Nondimeno, le competenze della ICC furono pensate per razionalizzare e semplificare la gestione del trasporto ferroviario, superando la situazione caotica che si era venuta a creare con la sovrapposizione di norme in parte contraddittorie, varate dai singoli Stati, che finivano per intralciare le società che operavano in ambito nazionale.

Esperienze positive recenti

Altre agenzie regolamentatrici sono sorte proprio per rendere più efficiente l’amministrazione federale. Uno dei casi più recenti e significativi è stato quello della creazione del Consumer Financial Protection Bureau (CFPB), fondato nel 2010 per razionalizzare e semplificare la protezione dei consumatori in campo finanziario, accorpando agenzie preesistenti, dopo l’esperienza della cartolarizzazione dei mutui subprime che aveva concorso in maniera rilevante alla grande recessione iniziata nel 2008.

Dalla sua nascita il CFPB ha ottenuto la restituzione di circa 21 miliardi di dollari ai consumatori e ha emanato norme contro gli abusi nella concessione dei mutui per l’acquisto della casa e dei prestiti agli studenti per pagarsi il college e l’università, una delle voci maggiori di indebitamento per gli statunitensi (oggi gravano su circa 45 milioni di individui per un ammontare medio di 30.000 dollari a testa).

Il CFPB, che lo scorso anno aveva un personale di circa 1.800 dipendenti, è stato anche una delle agenzie maggiormente prese di mira dal DOGE, che ha proposto il licenziamento del 90% del suo staff allo scopo di cancellarne l’operatività e trasformarlo – per citare il suo ex direttore, Rohit Chopra, nominato da Joe Biden e destituito da Trump all’inizio dello scorso febbraio – da “cane da guardia” a “cane da compagnia” delle società finanziarie.

### DATI
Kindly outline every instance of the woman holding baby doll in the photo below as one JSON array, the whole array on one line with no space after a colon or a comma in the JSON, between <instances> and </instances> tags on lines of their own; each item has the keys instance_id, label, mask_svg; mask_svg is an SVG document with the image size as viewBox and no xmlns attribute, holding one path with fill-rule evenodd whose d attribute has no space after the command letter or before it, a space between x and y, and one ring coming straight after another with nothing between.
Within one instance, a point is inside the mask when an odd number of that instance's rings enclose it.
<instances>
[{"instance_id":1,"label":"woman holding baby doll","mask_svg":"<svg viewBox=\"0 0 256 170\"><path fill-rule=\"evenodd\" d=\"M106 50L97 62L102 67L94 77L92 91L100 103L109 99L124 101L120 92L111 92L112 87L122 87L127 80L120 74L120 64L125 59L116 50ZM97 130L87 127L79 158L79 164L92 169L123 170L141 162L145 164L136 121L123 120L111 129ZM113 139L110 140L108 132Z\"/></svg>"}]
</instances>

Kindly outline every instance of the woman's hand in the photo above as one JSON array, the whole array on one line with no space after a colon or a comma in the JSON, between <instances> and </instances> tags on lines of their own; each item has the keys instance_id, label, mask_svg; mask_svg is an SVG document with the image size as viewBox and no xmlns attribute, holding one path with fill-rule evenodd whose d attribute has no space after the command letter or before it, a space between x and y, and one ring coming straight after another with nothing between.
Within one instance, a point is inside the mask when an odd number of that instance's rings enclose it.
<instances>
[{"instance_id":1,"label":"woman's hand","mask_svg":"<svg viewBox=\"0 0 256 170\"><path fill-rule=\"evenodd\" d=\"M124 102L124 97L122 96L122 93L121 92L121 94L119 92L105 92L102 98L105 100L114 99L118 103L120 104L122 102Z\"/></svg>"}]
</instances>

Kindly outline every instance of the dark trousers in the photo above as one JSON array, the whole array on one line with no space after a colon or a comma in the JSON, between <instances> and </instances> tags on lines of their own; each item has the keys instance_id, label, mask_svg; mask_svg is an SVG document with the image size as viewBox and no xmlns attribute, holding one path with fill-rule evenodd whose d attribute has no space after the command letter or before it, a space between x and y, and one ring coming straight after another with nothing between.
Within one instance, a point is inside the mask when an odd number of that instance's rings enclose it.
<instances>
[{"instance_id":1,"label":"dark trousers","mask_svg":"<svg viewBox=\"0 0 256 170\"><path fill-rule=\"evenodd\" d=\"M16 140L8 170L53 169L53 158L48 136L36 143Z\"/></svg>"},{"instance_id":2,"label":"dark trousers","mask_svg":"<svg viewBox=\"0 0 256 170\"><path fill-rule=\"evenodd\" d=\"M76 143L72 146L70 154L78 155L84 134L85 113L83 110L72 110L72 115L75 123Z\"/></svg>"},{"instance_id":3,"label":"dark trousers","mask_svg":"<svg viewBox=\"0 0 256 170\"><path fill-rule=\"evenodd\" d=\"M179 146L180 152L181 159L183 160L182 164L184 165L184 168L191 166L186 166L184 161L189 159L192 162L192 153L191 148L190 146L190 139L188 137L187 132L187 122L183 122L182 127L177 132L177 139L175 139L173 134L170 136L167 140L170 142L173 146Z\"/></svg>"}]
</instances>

### COMPITO
Secondo il testo mostrato, quanti dipendenti aveva il CFPB lo scorso anno? Le righe non servono per svolgere il compito.

### RISPOSTA
Circa 1.800 dipendenti.